» JOB
Rewrite the listing below so that each "Format example" becomes "Sample format", leaving everything else unchanged.

» PROVIDED RECORDS
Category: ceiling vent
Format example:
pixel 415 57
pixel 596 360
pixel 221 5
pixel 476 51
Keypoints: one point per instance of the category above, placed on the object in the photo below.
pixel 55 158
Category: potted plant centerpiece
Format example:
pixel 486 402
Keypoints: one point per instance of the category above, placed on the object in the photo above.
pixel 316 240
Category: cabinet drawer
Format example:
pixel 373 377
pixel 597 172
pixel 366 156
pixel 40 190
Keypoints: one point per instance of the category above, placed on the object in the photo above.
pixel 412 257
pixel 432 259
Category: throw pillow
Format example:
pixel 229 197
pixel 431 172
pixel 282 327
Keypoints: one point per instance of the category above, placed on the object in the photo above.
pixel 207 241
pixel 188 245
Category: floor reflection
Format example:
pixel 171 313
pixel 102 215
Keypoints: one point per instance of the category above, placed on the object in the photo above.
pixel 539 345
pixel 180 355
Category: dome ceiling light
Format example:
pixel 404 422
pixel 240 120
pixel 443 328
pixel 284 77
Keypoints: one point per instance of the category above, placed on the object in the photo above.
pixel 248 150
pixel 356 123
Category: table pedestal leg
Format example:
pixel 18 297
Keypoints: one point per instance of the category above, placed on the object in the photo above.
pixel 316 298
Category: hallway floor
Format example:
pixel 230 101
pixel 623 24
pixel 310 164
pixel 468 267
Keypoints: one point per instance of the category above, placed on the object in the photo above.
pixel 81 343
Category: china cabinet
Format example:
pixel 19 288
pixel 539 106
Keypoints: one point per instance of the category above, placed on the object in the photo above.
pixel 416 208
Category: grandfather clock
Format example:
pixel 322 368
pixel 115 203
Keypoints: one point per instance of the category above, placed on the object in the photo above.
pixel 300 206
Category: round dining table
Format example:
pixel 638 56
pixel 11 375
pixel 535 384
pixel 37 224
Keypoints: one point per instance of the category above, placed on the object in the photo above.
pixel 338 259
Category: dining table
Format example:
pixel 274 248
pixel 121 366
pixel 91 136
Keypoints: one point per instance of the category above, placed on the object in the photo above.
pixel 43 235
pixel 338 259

» FULL RESPONSE
Category: ceiling vent
Sample format:
pixel 415 57
pixel 596 360
pixel 221 5
pixel 476 51
Keypoints: one point per instance of the category above, placed on the object in the photo below.
pixel 55 158
Category: potted plant centerpiece
Sample format:
pixel 486 402
Keypoints: one point per instance of the category above, placed on the object in the photo above.
pixel 316 240
Category: cabinet drawer
Sample format:
pixel 373 377
pixel 597 172
pixel 366 156
pixel 40 190
Keypoints: one point per instance of the category above, placed on the object in the photo above.
pixel 412 257
pixel 432 259
Category: throw pillow
Sample format:
pixel 229 197
pixel 431 172
pixel 282 327
Keypoints: one point per instance of the category above, placed on the object in the photo above.
pixel 207 241
pixel 188 245
Category: floor reflection
Sample format:
pixel 171 313
pixel 102 215
Keypoints: one point per instance of the category above, placed on the object in the photo above.
pixel 539 345
pixel 180 355
Category: dome ceiling light
Sample format:
pixel 404 422
pixel 240 120
pixel 443 328
pixel 284 77
Keypoints: one point per instance of the category above, placed on the object in the photo above.
pixel 248 150
pixel 356 123
Category: table pedestal leg
Sample format:
pixel 18 297
Keypoints: one point per instance of the category above, placed on the object in the photo above.
pixel 316 298
Category: hallway floor
Sample format:
pixel 230 101
pixel 623 24
pixel 310 164
pixel 468 267
Keypoints: one point per instance of the category above, placed on the object in the photo above.
pixel 81 343
Category: china cabinet
Sample format:
pixel 19 288
pixel 539 106
Keypoints: one point per instance of the category above, placed on the object in the photo above.
pixel 416 208
Category: grandfather clock
Sample format:
pixel 322 368
pixel 115 203
Keypoints: one point per instance of the category above, placed on the object in the photo above.
pixel 300 206
Category: round dining table
Sample format:
pixel 638 56
pixel 11 375
pixel 535 384
pixel 37 224
Keypoints: one point per instance of the category above, placed on the object in the photo above.
pixel 338 259
Category: dining table
Sample format:
pixel 274 248
pixel 121 366
pixel 91 136
Keypoints: one point per instance of the category above, placed on the object in the photo above.
pixel 43 235
pixel 338 259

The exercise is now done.